==== Source material ====

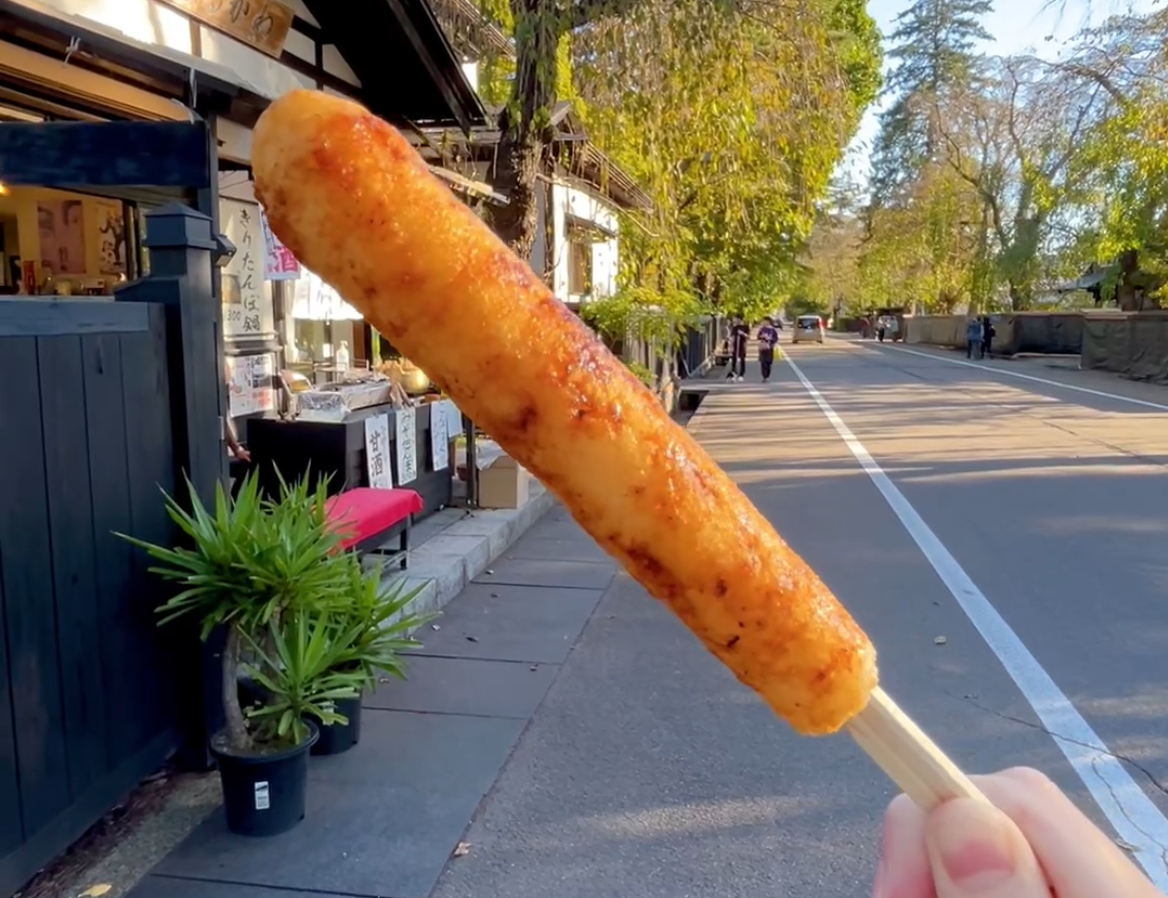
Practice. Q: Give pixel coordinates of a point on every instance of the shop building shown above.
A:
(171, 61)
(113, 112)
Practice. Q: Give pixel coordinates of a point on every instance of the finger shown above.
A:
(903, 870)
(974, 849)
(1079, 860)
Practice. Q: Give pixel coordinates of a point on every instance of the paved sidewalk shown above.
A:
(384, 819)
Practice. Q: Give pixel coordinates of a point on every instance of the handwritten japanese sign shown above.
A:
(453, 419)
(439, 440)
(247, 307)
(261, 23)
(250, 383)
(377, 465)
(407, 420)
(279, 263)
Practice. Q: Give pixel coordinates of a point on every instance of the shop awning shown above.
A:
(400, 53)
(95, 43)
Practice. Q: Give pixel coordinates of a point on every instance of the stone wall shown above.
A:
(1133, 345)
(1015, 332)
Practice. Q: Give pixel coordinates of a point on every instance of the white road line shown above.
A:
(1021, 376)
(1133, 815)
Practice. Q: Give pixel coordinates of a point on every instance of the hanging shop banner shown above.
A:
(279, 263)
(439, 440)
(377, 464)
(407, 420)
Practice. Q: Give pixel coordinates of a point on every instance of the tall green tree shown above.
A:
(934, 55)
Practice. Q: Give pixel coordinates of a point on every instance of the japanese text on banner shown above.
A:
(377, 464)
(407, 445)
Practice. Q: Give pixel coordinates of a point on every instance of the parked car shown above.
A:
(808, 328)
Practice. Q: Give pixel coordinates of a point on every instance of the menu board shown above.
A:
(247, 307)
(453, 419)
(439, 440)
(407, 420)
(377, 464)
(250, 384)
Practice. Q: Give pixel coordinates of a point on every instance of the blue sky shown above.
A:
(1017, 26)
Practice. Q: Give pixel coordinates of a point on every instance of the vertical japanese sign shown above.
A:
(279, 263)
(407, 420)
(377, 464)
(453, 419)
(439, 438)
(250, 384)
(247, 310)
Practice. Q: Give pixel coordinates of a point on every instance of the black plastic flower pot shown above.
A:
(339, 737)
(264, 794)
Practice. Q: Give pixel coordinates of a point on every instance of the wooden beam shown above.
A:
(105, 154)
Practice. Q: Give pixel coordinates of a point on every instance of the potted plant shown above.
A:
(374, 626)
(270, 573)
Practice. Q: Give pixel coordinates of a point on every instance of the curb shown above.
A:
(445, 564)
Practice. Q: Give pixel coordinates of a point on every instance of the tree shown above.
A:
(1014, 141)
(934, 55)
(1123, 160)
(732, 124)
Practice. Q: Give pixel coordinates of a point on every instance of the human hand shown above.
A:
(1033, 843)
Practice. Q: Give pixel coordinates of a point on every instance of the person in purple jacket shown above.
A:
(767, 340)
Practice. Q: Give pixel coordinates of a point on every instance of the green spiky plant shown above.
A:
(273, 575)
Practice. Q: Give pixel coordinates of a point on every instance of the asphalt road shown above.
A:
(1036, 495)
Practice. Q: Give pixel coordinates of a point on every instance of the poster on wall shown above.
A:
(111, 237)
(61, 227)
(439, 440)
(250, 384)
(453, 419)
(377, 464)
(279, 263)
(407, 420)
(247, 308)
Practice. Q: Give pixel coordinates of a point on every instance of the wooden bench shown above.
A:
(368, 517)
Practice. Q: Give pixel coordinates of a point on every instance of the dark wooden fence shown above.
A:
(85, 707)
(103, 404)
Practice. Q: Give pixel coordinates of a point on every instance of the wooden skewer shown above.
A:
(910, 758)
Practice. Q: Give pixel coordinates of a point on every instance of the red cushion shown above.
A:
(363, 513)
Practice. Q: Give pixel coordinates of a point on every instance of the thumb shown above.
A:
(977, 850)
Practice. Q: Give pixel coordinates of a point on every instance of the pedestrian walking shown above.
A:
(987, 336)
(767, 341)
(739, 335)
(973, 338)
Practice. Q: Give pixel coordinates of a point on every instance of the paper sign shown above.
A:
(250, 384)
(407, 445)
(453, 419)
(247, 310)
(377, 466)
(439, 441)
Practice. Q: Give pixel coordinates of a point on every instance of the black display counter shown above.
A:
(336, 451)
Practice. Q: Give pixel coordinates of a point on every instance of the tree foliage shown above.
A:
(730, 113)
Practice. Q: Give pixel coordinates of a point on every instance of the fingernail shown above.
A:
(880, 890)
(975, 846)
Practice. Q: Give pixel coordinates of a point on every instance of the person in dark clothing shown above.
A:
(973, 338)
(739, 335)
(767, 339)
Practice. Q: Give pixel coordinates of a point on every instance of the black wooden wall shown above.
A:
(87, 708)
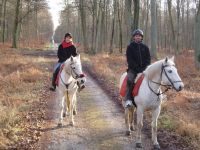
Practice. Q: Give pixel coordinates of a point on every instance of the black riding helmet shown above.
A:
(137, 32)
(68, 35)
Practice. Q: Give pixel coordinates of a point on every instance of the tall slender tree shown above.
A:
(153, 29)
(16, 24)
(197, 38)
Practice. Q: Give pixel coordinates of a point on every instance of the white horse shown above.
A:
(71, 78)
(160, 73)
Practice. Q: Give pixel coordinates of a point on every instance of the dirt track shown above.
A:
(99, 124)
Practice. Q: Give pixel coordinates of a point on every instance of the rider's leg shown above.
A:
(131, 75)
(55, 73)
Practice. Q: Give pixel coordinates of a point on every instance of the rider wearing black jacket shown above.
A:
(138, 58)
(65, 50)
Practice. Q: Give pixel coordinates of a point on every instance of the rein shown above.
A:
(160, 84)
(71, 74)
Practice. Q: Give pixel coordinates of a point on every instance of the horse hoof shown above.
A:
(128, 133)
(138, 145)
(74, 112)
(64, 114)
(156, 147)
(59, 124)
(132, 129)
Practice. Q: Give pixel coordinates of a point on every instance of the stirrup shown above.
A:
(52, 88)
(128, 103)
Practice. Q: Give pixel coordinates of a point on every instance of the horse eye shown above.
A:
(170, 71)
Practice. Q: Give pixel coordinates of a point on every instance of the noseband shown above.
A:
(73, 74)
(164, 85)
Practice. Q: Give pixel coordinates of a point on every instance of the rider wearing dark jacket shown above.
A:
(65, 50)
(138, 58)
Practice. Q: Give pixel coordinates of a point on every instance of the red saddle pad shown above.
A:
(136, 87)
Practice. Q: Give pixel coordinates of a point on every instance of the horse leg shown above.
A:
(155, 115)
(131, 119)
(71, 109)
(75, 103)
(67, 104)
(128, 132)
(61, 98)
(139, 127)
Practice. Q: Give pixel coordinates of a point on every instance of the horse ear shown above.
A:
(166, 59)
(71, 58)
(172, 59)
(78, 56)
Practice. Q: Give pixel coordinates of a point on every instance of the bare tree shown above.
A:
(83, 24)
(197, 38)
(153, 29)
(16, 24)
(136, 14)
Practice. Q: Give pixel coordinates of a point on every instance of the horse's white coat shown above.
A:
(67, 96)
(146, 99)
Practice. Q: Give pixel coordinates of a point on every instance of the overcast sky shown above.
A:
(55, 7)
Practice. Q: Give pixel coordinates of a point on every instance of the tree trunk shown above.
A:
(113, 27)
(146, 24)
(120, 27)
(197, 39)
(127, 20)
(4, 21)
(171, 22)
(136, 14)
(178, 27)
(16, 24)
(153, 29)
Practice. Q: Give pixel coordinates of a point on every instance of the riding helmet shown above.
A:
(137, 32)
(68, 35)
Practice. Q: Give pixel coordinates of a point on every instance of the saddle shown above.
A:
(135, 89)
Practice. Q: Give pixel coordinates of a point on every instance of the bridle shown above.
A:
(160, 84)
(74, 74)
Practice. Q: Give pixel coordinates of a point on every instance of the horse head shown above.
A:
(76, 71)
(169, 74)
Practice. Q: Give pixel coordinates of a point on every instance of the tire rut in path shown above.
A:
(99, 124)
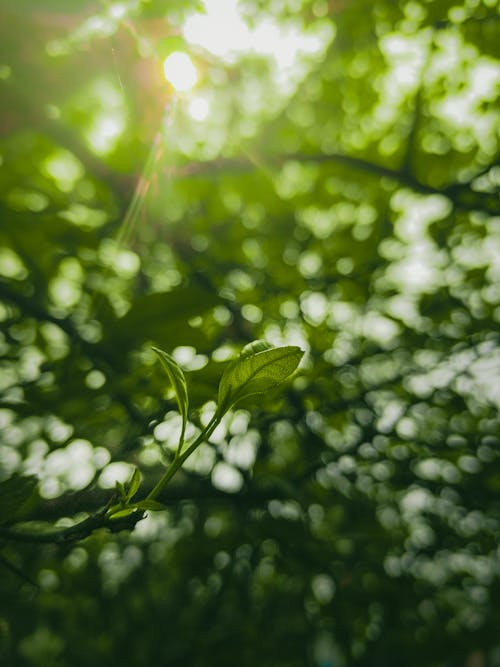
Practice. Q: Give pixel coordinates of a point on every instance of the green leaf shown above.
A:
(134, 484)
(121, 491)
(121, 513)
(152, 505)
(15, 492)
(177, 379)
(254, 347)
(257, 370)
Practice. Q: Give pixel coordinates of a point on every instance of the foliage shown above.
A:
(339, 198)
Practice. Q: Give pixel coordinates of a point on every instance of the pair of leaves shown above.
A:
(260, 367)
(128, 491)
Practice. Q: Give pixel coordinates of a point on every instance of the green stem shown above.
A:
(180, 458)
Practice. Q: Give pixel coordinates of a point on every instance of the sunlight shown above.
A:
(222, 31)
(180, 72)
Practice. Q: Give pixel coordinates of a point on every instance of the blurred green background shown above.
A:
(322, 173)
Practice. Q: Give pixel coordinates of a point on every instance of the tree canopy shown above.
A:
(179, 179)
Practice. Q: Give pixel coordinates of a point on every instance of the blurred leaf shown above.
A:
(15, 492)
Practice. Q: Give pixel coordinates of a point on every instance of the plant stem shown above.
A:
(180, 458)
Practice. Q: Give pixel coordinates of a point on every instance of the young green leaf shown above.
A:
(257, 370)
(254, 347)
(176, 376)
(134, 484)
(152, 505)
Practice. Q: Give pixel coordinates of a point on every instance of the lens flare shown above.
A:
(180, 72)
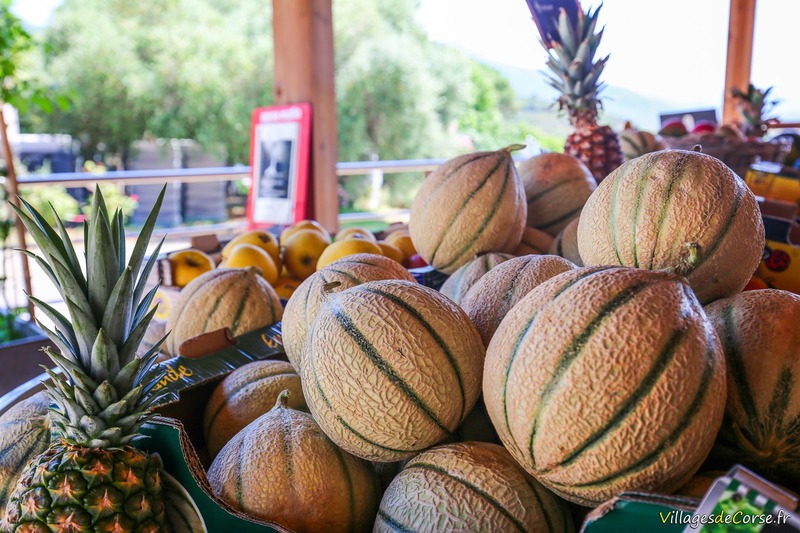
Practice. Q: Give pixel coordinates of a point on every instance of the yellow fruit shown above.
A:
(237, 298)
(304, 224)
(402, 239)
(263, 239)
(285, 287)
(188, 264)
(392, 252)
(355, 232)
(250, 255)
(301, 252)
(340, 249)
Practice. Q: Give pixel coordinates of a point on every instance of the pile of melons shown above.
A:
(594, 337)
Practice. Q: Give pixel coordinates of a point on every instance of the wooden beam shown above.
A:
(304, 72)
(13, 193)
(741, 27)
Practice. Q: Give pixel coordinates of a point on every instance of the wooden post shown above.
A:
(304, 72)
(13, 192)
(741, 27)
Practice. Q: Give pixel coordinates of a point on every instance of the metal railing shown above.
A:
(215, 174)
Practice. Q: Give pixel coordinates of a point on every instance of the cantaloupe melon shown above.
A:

====

Make an exact copy of the lines from the top of the material through the line with "stone wall shown above.", pictures excluded.

## Answer below
Practice. Q: Give pixel coordinates of a point on every instance of the shop building shown above.
A:
(171, 61)
(113, 112)
Practice. Q: Give pixel coordinates of a point on every instance of the finger shown above.
A:
(903, 870)
(974, 849)
(1079, 860)
Practice. Q: Give pixel coordinates of a point on every instance of the paved sidewalk shown above.
A:
(384, 819)
Practice. Q: Give pixel coordinates of a point on every instance of the handwritten japanese sign shown above.
A:
(453, 419)
(439, 440)
(247, 307)
(261, 23)
(250, 383)
(377, 465)
(407, 420)
(279, 263)
Practice. Q: Give pixel coordinates of a point on every instance of the shop awning shown above.
A:
(400, 53)
(95, 43)
Practice. Q: Give pixel coordinates of a point on every instance of the stone wall shown above.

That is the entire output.